Het commentaar tenslotte bestaat eruit, dat de recensent, de bespreker, zijn oordeel erover uitspreekt of a. de schrijver geslaagd is in de opzet die hem voor ogen stond bij het schrijven van het boek, en b. ook als hij daarin geslaagd zou zijn, of de recensent vindt dat de opzet juist is en het slagen in die opzet, en welke waarde het boek dan heeft. Dus de recensent spreekt zijn oordeel erover uit of de recensent vindt dat de opzet juist is en het slagen in die opzet, en… Als ik even mag parafraseren dan komt deze machteloze brabbeltaal er op neer dat de recensent zal moeten vertellen welke opzet de schrijver voor ogen stond, of de schrijver deze opzet hebben mocht, of hij hem mocht verwerkelijken, en tenslotte of het boek dan goed of slecht moet heten. Dit is nonsensikaal gestamel. Uit deze beklagenswaardige zwakte van formulering blijkt wel dat de ideeën van de heer Nord hem niet al te klaar voor de geest staan. Het is hier een heel carillon van klokken en klepels, het weergalmt van echo’s uit werk
van helderder voorgangers. Nord’s formule is een samenraapsel van uiterst heterogene bestanddelen, zoals ook blijkt uit zijn opvatting over de ideale criticus, waarover zo dadelijk.

- _RUWE GEGEVENS_:
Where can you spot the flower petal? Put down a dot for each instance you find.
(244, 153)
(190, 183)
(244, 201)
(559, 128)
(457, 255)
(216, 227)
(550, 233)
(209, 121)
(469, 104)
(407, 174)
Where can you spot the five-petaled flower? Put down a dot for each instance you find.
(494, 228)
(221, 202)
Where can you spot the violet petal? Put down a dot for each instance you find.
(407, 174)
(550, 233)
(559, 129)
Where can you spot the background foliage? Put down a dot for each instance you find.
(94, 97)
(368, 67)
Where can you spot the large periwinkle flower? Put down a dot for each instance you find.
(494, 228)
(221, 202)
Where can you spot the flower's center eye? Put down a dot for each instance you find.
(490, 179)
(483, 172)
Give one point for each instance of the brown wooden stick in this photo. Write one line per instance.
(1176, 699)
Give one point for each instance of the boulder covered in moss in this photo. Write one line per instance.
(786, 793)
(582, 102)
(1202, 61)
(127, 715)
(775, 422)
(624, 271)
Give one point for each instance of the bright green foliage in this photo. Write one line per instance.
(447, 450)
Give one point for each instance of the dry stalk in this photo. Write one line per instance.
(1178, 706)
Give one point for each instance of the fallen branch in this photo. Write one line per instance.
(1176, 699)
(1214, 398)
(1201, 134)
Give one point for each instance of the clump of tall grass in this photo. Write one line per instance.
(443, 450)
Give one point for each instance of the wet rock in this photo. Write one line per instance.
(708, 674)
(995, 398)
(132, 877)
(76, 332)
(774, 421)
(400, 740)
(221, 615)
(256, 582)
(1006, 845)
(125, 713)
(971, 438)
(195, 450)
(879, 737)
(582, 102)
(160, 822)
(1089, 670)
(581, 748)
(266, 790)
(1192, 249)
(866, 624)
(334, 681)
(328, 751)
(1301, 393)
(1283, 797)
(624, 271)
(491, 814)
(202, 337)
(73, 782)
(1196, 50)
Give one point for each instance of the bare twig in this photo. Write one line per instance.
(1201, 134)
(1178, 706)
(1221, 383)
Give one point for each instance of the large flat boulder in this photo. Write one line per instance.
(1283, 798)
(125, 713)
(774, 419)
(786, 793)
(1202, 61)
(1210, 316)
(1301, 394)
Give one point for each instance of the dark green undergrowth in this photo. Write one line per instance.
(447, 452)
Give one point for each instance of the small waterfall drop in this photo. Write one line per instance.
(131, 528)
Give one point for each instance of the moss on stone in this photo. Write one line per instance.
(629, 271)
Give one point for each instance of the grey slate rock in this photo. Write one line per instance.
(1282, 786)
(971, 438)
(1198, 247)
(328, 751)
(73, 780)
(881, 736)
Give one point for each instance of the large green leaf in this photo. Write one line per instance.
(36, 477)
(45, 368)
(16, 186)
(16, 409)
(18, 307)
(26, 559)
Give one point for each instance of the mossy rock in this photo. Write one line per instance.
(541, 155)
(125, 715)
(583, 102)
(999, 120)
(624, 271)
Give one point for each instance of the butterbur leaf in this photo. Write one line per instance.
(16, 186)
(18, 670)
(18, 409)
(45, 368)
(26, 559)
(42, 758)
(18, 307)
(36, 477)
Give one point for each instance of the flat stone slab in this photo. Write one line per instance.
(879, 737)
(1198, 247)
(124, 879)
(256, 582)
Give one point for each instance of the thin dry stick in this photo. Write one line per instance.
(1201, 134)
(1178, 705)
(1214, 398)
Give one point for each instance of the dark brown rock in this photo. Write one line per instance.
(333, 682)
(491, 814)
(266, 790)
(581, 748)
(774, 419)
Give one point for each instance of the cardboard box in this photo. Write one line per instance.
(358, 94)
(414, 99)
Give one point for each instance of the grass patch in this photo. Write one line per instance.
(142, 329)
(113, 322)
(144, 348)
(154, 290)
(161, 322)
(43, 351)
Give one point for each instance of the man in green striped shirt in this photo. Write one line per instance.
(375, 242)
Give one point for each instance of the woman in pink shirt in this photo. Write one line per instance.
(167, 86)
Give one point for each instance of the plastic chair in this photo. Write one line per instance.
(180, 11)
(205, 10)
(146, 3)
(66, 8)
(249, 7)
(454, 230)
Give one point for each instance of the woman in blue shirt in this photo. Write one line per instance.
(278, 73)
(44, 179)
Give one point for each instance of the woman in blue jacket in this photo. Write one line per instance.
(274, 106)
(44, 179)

- _OPDRACHT_: Waaruit blijkt volgens het tekstfragment ook dat Nords formule een samenraapsel van uiterst heterogene bestanddelen is?

- _RESULTAAT_: Uit zijn opvatting over de ideale criticus.